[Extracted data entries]
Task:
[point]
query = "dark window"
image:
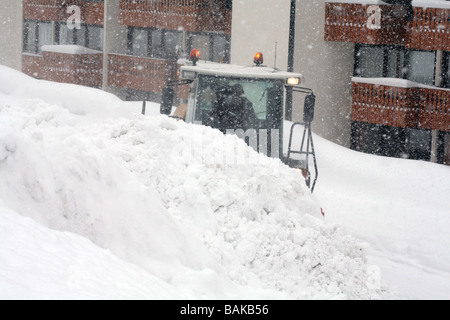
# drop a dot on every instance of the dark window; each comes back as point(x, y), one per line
point(35, 35)
point(156, 43)
point(421, 66)
point(89, 36)
point(443, 148)
point(212, 47)
point(369, 62)
point(379, 61)
point(418, 144)
point(446, 71)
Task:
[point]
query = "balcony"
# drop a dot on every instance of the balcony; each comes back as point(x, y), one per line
point(67, 64)
point(190, 15)
point(400, 103)
point(139, 73)
point(430, 29)
point(56, 10)
point(360, 23)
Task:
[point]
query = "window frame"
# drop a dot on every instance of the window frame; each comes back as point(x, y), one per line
point(74, 34)
point(400, 74)
point(36, 46)
point(446, 70)
point(408, 64)
point(151, 52)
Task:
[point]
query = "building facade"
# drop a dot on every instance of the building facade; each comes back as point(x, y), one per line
point(380, 70)
point(127, 47)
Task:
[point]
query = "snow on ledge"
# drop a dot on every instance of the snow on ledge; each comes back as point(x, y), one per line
point(442, 4)
point(69, 49)
point(363, 2)
point(395, 82)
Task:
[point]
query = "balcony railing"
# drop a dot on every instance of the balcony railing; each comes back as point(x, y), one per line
point(75, 68)
point(190, 15)
point(434, 109)
point(139, 73)
point(430, 29)
point(400, 103)
point(360, 23)
point(56, 10)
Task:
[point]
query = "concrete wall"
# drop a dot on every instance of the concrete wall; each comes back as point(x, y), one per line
point(328, 69)
point(11, 17)
point(114, 41)
point(327, 66)
point(256, 26)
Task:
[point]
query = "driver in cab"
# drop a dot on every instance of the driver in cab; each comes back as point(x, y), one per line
point(233, 110)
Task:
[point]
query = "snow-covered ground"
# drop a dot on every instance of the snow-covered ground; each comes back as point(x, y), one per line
point(98, 201)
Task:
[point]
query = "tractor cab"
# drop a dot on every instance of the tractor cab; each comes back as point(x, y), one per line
point(249, 102)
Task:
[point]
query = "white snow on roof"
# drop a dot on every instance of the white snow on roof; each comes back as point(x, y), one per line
point(394, 82)
point(432, 4)
point(366, 2)
point(69, 49)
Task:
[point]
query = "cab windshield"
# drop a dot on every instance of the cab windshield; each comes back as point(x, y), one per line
point(232, 103)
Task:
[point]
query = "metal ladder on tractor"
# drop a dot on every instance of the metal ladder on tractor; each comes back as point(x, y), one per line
point(307, 144)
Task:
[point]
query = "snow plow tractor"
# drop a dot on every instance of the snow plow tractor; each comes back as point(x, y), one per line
point(249, 102)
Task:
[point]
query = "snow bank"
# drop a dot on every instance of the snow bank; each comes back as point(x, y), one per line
point(157, 193)
point(39, 263)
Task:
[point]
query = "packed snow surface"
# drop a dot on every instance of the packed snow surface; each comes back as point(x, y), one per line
point(171, 209)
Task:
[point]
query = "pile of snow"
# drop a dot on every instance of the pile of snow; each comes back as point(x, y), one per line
point(157, 194)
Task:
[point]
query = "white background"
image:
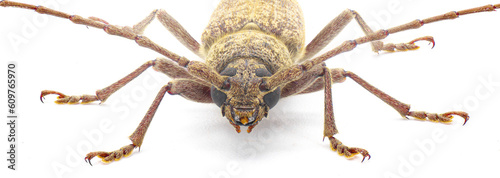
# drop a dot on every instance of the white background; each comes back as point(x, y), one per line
point(188, 139)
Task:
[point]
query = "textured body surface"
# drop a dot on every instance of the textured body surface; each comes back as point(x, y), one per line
point(281, 20)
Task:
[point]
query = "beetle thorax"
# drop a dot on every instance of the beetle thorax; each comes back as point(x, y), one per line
point(241, 100)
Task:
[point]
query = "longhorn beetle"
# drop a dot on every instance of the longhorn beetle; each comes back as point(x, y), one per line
point(254, 54)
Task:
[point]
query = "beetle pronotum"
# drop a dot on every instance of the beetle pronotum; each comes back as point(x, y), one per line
point(111, 22)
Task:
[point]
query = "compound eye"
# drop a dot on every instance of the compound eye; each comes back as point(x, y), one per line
point(218, 97)
point(271, 99)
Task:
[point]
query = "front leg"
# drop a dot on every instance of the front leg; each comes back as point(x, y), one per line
point(329, 127)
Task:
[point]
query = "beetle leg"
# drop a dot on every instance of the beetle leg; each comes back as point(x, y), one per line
point(331, 30)
point(102, 94)
point(329, 127)
point(162, 65)
point(402, 108)
point(137, 137)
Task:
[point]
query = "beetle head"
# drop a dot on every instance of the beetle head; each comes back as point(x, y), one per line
point(240, 98)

## Exercise aim
Copy each line above exactly. Images do not belong in the copy.

## Task result
Task:
[point]
query = "dark window"
image:
# drop a dot on every instance of the dark window; each comes back as point(x, y), one per line
point(35, 35)
point(156, 43)
point(421, 66)
point(89, 36)
point(443, 148)
point(212, 47)
point(369, 62)
point(379, 61)
point(418, 144)
point(446, 71)
Task:
[point]
query = "balcony"
# drop a dot on every instance of the balcony; each comes back as point(x, y), one per line
point(67, 64)
point(190, 15)
point(400, 103)
point(139, 73)
point(430, 29)
point(56, 10)
point(360, 23)
Task:
[point]
query = "window frame"
# drop a dot on every instance of the window frame; each comes back as point(x, y), one per line
point(74, 34)
point(400, 74)
point(36, 46)
point(446, 70)
point(408, 64)
point(151, 52)
Task:
[point]
query = "building facade"
# drop a dot on every instance of the building facade; each comes back as point(x, y), one per line
point(380, 70)
point(127, 47)
Task:
[point]
query = "snow on ledge"
# drop a dot on every instance of the snow on ledge; each comes back as point(x, y), one per line
point(442, 4)
point(69, 49)
point(363, 2)
point(395, 82)
Task:
[point]
query = "balcony railing"
# drop a dot on every instance of the balcony railing; each comes back as point(x, y), one per line
point(75, 68)
point(190, 15)
point(434, 109)
point(139, 73)
point(430, 29)
point(400, 103)
point(360, 23)
point(56, 10)
Task:
[point]
query = "concrete wall"
# drop a dot on every instance of the concrete wall; each comes back as point(x, y), one per line
point(328, 69)
point(11, 17)
point(114, 41)
point(327, 66)
point(256, 26)
Task:
[point]
query = "driver in cab"
# drop a dot on every instance of the driver in cab; each comes back as point(x, y), one per line
point(233, 110)
Task:
[point]
query = "snow-covered ground"
# drop a dot on every instance of the snow-covered ground; each comes back as point(x, y), one per line
point(98, 201)
Task:
[point]
query = "tractor cab"
# drop a dot on every instance of the tractor cab; each comes back as point(x, y), one per line
point(249, 102)
Task:
[point]
query = "white snow on roof"
# drop a dot on every instance of the white snow on roof; each comes back as point(x, y), one per line
point(394, 82)
point(432, 4)
point(366, 2)
point(69, 49)
Task:
[point]
query = "cab windshield"
# drop a dot on every instance of the cab windshield; each comes back as point(x, y), one per line
point(232, 103)
Task:
[point]
query = "metal ladder on tractor"
# drop a dot on every instance of the metal ladder on tractor; each comes back as point(x, y), one per line
point(307, 144)
Task:
[point]
query = "snow plow tractor"
# drop a dot on every instance of the snow plow tractor; each comes back as point(x, y), one per line
point(249, 102)
Task:
[point]
query = "snow bank"
# drop a dot on every instance of the snow bank; each comes back as point(x, y), one per line
point(157, 193)
point(39, 263)
Task:
[point]
query = "packed snow surface"
# drop a dot on every instance of the packed snow surface; each comes back as point(x, y), one per line
point(171, 209)
Task:
[point]
query = "pile of snow"
# drop a dot on every instance of the pile of snow; each comes back as point(x, y), one per line
point(157, 194)
Task:
[point]
query = "white background"
image:
# drop a dot on every instance of the white background; each comes back as point(x, y), one per line
point(188, 139)
Task:
[point]
query = "textured body surface"
# drop a dot on every instance of the textured body surface; each comes back as point(x, y), one per line
point(281, 20)
Task:
[point]
query = "beetle thorax"
# drop a dot on every instance of the beetle thorax; each comes back as point(x, y), one per line
point(241, 100)
Task:
[point]
query = "longhorn beetle"
# drop a dot on every instance of the longhorn beetle; each comes back as point(x, y), one per line
point(254, 54)
Task:
[point]
query = "beetle pronotum"
# drop a dot on every instance of the beetle pronotum; each comes back as point(x, y), one per line
point(111, 22)
Task:
[point]
query = "compound eye"
# drop a dot on every instance of the compound eye; each comes back as point(x, y), one per line
point(218, 97)
point(271, 99)
Task:
[point]
query = "front leg"
# drop a dot on every instance of the front leg; each comes back as point(x, y), one per line
point(329, 127)
Task:
[point]
query = "beetle leg"
# drop a dot on every instance of the beetle leg; each comes back as point(x, y), one per line
point(331, 30)
point(102, 94)
point(329, 127)
point(162, 65)
point(402, 108)
point(137, 137)
Task:
[point]
query = "beetle head"
# drop a dot on every instance of the beetle head; each comes back as point(x, y), one per line
point(240, 98)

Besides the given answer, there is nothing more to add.